PASSAGE PROVIDED -
-=-=-=-=-

Metadata-Version: 2.4
Name: agent-sandbox-harbor
Version: 0.0.4
Summary: Agent Sandbox plugin for Harbor — run Terminal-Bench / SWE-bench / Harbor benchmarks on Agent Sandbox pools
License: Apache-2.0
Project-URL: Homepage, https://github.com/scitix/agent-sandbox
Project-URL: Source, https://github.com/scitix/agent-sandbox/tree/main/sdk/python/harbor
Requires-Python: >=3.12
Description-Content-Type: text/markdown
Requires-Dist: agent-sandbox-e2b>=0.0.2
Provides-Extra: harbor
Requires-Dist: harbor<=0.13.0,>=0.7.0; extra == "harbor"
Requires-Dist: e2b>=2.0.0; extra == "harbor"
Provides-Extra: dev
Requires-Dist: harbor>=0.7.0; extra == "dev"
Requires-Dist: e2b>=2.0.0; extra == "dev"
Requires-Dist: ruff>=0.4.0; extra == "dev"

-=-=-=-=-

TASKS -
**A.** According to the package metadata, what Python version does the package require?
**B.** Continue the package metadata from its last line.
The lines that come next are separate from the package metadata.

DATA -
-=-=-=-=-

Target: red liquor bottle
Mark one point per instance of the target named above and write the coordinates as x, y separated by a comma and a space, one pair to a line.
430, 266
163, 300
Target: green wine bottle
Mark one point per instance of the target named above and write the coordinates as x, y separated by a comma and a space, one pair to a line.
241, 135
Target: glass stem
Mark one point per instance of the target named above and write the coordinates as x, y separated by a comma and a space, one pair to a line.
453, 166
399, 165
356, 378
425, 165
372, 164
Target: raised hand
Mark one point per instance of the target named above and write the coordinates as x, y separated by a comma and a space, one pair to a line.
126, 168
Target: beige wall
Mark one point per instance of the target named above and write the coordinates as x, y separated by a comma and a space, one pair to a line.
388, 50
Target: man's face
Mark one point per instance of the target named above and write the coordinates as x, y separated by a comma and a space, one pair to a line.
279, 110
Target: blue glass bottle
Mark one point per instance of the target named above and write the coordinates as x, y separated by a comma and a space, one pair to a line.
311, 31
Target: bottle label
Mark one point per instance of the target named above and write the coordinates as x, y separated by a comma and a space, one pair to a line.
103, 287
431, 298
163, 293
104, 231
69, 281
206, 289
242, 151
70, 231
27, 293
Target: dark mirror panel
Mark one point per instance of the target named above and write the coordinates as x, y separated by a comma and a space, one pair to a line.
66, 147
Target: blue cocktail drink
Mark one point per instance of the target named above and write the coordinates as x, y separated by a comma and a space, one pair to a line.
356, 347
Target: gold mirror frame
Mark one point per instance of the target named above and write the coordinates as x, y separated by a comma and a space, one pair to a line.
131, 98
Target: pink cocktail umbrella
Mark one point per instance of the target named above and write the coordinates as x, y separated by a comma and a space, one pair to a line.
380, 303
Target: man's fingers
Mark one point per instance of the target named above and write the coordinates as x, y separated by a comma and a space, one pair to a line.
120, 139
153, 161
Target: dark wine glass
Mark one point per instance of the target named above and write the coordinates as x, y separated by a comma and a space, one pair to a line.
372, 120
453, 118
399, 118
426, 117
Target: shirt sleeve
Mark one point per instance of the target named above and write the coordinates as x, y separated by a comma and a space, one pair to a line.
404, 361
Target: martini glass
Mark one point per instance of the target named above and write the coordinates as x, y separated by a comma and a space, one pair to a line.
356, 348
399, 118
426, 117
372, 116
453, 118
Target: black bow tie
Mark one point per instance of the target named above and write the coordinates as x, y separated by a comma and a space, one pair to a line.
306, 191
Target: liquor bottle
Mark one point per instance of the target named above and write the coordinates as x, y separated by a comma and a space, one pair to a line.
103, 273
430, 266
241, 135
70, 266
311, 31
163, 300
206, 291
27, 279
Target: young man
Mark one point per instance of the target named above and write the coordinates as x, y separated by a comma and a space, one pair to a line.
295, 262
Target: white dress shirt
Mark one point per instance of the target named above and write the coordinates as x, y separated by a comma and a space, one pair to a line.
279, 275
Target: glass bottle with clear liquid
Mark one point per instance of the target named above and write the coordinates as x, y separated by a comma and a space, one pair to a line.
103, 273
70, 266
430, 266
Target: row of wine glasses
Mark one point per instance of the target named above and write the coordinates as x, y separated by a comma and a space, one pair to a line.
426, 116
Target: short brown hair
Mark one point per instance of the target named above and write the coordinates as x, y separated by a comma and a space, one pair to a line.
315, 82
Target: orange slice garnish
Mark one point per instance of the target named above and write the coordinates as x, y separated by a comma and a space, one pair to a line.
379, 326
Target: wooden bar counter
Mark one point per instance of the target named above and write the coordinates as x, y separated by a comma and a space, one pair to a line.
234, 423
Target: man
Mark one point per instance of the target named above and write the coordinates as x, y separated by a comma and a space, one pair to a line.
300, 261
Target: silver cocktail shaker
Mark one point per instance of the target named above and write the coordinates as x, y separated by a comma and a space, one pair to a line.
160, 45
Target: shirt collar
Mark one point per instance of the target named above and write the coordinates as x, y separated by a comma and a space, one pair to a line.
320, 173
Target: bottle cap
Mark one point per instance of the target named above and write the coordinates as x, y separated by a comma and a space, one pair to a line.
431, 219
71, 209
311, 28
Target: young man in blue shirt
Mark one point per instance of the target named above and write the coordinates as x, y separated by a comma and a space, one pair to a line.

-=-=-=-=-

ANSWER LIST -
**A.** Python 3.12 or later (>=3.12).

**B.**
# agent-sandbox-harbor

A [Harbor](https://github.com/harbor-framework/harbor) environment plugin that runs Harbor
benchmarks (Terminal-Bench, SWE-bench, custom datasets) on
[Agent Sandbox](https://github.com/scitix/agent-sandbox) pre-warmed pools — no fork of Harbor
required.

Highlights:

- **Zero Harbor source changes.** Plugs into Harbor via the official
  `--environment-import-path` extension point.
- **Skips Template Build.** Agent Sandbox uses a pre-warmed Pod pool with in-place image swap,
  so the per-task Template Build step that E2B / Novita require is replaced by a single
  `POST /v1/sandboxes` call.
- **Internal-mirror friendly.** A configurable image-prefix rewrites `docker.io/...` to your
  private Distribution / Harbor registry.
- **Bring-your-own image.** An optional task-name → image map (`AGBX_IMAGE_MAP`) lets you run
  pre-built images for any dataset — including ones whose `task.toml` has no `docker_image`
  (e.g. SWE-bench, where the task is a Dockerfile).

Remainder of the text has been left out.